The participants used tools commonly used in the field of monitoring (observation questionnaires, mobile technologies; ie the Epicollect application Footnote 89 ) to build up the database on the status of the Aniene. Although data quality in citizen science projects is frequently called into question,Footnote 90 the quality control processes carried out on the collected data showed these data to be fully satisfactory, achieving 85 per cent reliability according to the final report of the initiative. Footnote 91 Furthermore, the results of the individual evaluation sheets for each sampling point showed discrete correspondence, which can be read as an indication of the accurate acquisition of knowledge on how to conduct the monitoring during the training prior to the fieldwork. Furthermore, the civic monitoring scheme that was followed proved to be an easily replicable operational model in other locations.

The results of the data collection for Walk Up Aniene show better river quality and functionality in river sections that are more distant from the city centre, whereas the environmental status of the river and its banks are more compromised in the more urbanised areas and at the confluence with the Tiber.Footnote 92 This confirmed the concerns of the participants that river degradation is probably due to the numerous illegal dumpsites and settlements along the urban riverbanks. Interestingly, the results enabled an understanding to be gained regarding which factors had the greatest impacts on the final evaluation of the environmental status of each stretch or bank, making it possible to hypothesise causes and corrective actions to be taken. Among other things, the data show that the quality of the riparian vegetation is the most affected system in the overall area studied, and it is also the factor contributing the most to general environmental quality.Footnote 93

The civic monitoring delivered a complete picture of the riparian river area (see Figure 3), highlighting places of greatest importance for the conservation of the river environment, those at the greatest risk of deterioration and hydrogeological instability and those of greatest ecological value. Footnote 94 Such data are expected to facilitate a science-based dialogue with competent institutions in order to inform and steer interventions in the Aniene Valley. In particular, the production of a final report based on the initiative’s findings that includes recommendations Footnote 95 will help to better focus future research and advocacy actions directed at authorities. This knowledge could be particularly useful to those public and private entities that in the future will design and implement interventions within the Aniene basin. Such data could also be valuable in shaping decisions in relation to the ongoing experimentation regarding a river contract and its scaling up to the whole river basin. Footnote 96 Lastly, the results of the initiative could be useful for suggesting further investigations to be carried out by (citizen) scientists and by competent authorities.

____

TO BE DONE » In the passage on the Aniene river monitoring, what reliability did the collected data reach according to the initiative's final report? The items come from a separate source unrelated to the text.

____

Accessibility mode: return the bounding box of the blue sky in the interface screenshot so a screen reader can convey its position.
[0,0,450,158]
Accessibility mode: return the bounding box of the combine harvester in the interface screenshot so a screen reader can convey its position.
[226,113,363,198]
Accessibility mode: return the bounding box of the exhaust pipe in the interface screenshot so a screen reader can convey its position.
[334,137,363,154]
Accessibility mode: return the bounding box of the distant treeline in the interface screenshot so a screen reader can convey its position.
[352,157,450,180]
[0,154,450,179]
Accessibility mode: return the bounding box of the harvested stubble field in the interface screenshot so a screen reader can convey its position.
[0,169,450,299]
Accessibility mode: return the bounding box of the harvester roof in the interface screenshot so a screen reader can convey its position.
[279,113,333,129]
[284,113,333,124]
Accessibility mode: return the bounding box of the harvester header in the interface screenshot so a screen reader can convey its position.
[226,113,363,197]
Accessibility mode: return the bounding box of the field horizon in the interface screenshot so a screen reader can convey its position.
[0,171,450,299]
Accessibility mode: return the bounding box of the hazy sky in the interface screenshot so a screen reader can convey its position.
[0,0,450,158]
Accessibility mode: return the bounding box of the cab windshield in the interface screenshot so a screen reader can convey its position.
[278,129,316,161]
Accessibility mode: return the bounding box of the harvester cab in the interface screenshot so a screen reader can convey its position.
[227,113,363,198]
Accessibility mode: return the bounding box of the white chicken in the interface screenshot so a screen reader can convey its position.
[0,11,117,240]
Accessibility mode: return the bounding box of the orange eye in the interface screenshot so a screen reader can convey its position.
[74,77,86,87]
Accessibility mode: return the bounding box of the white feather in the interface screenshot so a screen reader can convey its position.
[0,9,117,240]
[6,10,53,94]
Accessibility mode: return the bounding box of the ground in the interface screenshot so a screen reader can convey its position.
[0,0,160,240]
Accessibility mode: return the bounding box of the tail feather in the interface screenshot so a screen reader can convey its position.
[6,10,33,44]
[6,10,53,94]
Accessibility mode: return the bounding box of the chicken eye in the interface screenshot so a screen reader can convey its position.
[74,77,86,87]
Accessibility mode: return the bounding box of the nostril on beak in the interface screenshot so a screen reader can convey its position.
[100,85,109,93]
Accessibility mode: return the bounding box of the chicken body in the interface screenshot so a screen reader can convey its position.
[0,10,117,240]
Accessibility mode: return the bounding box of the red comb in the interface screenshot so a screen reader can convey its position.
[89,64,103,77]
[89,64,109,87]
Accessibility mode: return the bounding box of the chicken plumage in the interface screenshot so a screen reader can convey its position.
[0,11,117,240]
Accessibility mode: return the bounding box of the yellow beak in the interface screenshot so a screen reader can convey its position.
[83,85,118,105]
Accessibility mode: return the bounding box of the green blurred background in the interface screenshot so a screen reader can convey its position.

____

REPLY » 85 percent reliability.